Reproduce every line from the start of the records down to the line containing "[[623, 569], [291, 446]]", both ends included, and raise each coordinate in the answers by 108.

═════ ENTRIES ═════

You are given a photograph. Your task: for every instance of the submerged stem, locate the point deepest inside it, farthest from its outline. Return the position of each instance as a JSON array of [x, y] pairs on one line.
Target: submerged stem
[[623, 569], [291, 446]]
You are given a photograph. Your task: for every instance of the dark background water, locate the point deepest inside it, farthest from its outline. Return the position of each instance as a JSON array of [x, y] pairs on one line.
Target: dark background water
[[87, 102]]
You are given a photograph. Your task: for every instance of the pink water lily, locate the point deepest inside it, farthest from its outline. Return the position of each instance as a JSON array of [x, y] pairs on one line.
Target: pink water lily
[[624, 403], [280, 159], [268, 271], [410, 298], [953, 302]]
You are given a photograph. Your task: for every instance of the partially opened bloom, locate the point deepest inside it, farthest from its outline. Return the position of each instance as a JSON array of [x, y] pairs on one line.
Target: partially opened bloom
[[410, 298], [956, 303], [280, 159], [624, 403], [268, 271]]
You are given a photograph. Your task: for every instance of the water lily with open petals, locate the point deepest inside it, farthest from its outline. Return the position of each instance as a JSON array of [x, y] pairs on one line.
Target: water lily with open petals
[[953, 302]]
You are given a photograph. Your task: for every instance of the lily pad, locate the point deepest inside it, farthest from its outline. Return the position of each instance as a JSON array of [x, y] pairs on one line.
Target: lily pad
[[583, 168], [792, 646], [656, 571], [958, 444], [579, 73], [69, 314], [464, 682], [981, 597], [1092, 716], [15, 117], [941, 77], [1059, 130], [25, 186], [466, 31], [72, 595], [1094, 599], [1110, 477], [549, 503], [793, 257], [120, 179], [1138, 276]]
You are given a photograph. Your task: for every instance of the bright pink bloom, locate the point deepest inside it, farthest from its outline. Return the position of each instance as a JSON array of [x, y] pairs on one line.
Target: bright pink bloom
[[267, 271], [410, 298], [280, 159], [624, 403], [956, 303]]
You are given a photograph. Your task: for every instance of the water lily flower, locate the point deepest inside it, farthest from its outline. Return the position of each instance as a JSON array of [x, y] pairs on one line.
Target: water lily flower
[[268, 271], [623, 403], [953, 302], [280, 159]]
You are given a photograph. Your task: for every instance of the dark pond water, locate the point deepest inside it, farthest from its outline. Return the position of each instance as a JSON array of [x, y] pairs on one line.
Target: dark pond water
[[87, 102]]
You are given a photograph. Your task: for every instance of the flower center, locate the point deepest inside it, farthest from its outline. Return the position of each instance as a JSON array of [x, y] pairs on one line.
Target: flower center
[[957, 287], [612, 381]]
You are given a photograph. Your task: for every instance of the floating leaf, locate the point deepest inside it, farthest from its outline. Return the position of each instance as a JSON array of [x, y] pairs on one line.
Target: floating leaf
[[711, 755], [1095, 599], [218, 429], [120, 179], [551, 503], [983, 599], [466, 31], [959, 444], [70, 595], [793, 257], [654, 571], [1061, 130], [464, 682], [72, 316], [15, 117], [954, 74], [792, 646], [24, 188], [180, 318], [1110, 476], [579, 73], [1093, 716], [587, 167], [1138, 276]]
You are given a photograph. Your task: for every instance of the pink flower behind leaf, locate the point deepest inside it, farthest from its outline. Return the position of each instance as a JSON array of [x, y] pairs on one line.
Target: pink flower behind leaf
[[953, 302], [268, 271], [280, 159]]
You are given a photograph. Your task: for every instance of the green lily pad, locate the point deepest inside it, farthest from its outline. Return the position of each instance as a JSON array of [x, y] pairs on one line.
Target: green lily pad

═════

▶ SOLUTION TO THE EXERCISE:
You are given a photograph. Your task: for every instance of the submerged stem, locate the point deepest inside it, farthest from its outline. Return the position of each instance as a JSON array of [x, y] pairs on one line.
Target: submerged stem
[[731, 677], [399, 554]]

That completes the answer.